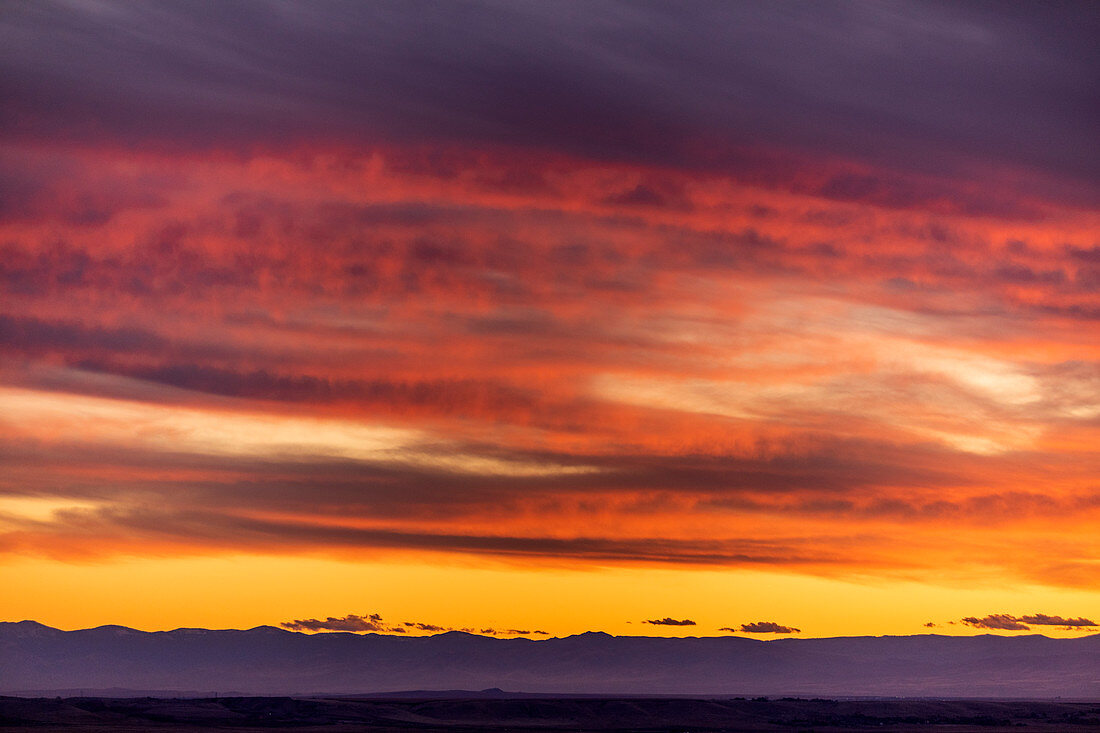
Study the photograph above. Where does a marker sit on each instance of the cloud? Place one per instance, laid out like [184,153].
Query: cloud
[999,621]
[669,622]
[807,75]
[349,623]
[766,627]
[1043,620]
[1009,622]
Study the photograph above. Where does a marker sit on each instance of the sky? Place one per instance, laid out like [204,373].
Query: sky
[642,317]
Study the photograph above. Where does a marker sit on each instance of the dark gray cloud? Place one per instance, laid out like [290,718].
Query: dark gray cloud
[349,623]
[765,627]
[912,83]
[1009,622]
[667,621]
[1044,620]
[998,621]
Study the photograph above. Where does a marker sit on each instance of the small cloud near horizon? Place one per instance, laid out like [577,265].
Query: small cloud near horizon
[374,623]
[669,622]
[763,627]
[349,623]
[1009,622]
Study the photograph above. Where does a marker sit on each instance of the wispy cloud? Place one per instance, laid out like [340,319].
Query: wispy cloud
[763,627]
[667,621]
[1009,622]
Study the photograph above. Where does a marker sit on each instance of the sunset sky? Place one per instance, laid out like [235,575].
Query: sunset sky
[554,316]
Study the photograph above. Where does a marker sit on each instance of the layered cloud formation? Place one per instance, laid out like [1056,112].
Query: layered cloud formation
[811,287]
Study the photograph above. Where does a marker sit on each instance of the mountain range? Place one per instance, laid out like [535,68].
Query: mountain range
[35,658]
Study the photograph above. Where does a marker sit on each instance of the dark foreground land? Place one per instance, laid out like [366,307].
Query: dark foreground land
[542,714]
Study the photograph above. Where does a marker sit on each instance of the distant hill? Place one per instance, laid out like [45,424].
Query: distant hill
[268,660]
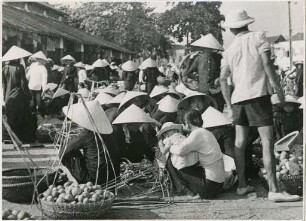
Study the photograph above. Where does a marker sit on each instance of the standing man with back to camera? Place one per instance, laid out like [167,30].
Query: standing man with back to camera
[247,62]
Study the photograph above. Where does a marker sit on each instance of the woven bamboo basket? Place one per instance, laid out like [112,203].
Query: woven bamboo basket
[17,184]
[91,210]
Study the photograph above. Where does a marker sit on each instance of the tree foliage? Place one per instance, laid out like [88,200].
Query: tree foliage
[192,19]
[128,24]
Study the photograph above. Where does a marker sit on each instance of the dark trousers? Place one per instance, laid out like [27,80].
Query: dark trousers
[193,178]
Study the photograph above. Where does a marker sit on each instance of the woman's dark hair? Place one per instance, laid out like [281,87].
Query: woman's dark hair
[193,117]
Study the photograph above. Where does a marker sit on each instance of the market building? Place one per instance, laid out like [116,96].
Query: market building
[37,26]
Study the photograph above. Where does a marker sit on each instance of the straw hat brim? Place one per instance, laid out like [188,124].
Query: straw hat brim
[238,24]
[171,127]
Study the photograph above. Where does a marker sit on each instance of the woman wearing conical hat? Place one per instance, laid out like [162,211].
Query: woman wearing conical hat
[132,140]
[70,74]
[83,165]
[129,75]
[17,96]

• EXERCISE PROMPT: Repeat the listing above word for word. Do not include the pictures.

• OUTPUT:
Study the photograph above. Where does a marker sit on each instance of the cloud? Place one per instance, laid out like [184,153].
Query: cloud
[999,621]
[669,622]
[807,75]
[349,623]
[766,627]
[1043,620]
[1009,622]
Study the photograph above. Where does a marker sit on each instance of the sky? Place one per instance, laid out like [204,373].
Query: sky
[642,317]
Study the photograph above. Where does a marker sit on each instance of the dark gray cloud? Place one per instance, laid out like [290,718].
Query: dark gray cloud
[349,623]
[765,627]
[912,83]
[1009,622]
[667,621]
[1044,620]
[998,621]
Study the photograph above. Where does a marker sit on each instance of the small cloud near horizon? Place one per instance, laid out like [577,265].
Query: small cloud near horizon
[374,623]
[669,622]
[763,627]
[349,623]
[1009,622]
Study the photograph above. Where does a marker sit on each instance of the wispy cloud? Place one per instance, laid out like [340,319].
Query: wispy cloud
[763,627]
[667,621]
[1009,622]
Study the photograph above. Where does a marker sit on each instance of the sunset sky? Place one per instance, laid out like [235,575].
Query: sunset sky
[554,316]
Study the photograph above. Where does a marker sit on each instance of the layered cloud formation? Place one per instance, laid out like [1056,112].
Query: layered cloud formation
[811,287]
Study the photograph above. Where does a marker sit on each instance of the mountain range? Place one per instance, laid out like [535,68].
Query: mountain range
[35,658]
Study the photograph above. Where does a marker sit on each instance of the dark foreground land? Place one per instance, laid out like [366,307].
Query: dark foreground land
[542,714]
Study the photograph above. Where does a marker sit on each instance of the distant hill? Place one per instance, laid out like [45,424].
Query: distant hill
[268,660]
Study the photograph above. Where does a marker sit on each instance of the standing man with back to camera? Place one per instance, laid out like [167,30].
Query: standing man with back to camera
[247,62]
Study the photograph above. Where does a marker sit on each instance of the woven bamboo basket? Place one per instance, laid out like [112,203].
Query: woven bamboo basket
[17,184]
[91,210]
Study the photograph above. Where does a marker sit on each instance of the tree foliage? Place one per instance, laid out like [88,200].
Query: tree foliage
[192,19]
[128,24]
Study the photograph above. Where does a marker sit on each instance of the dark trousers? Place one per instance, laid out like [27,80].
Query: dark trousers
[193,178]
Study the photograph above. Where does a marker sit on each instance of the woman's dark hair? Place one per instance, laid out like [281,87].
Query: woman's dark hair
[193,117]
Study the photograph above. Where does a marker sit on each instance of the market building? Place one per instance, laid out like [116,96].
Query: market building
[37,26]
Study the photograph above. Where does a marker sit on each instance of the straw hat brim? Place one per instance, laid out like [188,124].
Query: straw hat brim
[238,24]
[171,127]
Study the photograph above. Where does a marker sit on each instance of the woman wearing conical hat? Place one per instance, laid out like [162,211].
Query: woman wearing conical hat
[132,140]
[70,74]
[83,165]
[129,75]
[17,96]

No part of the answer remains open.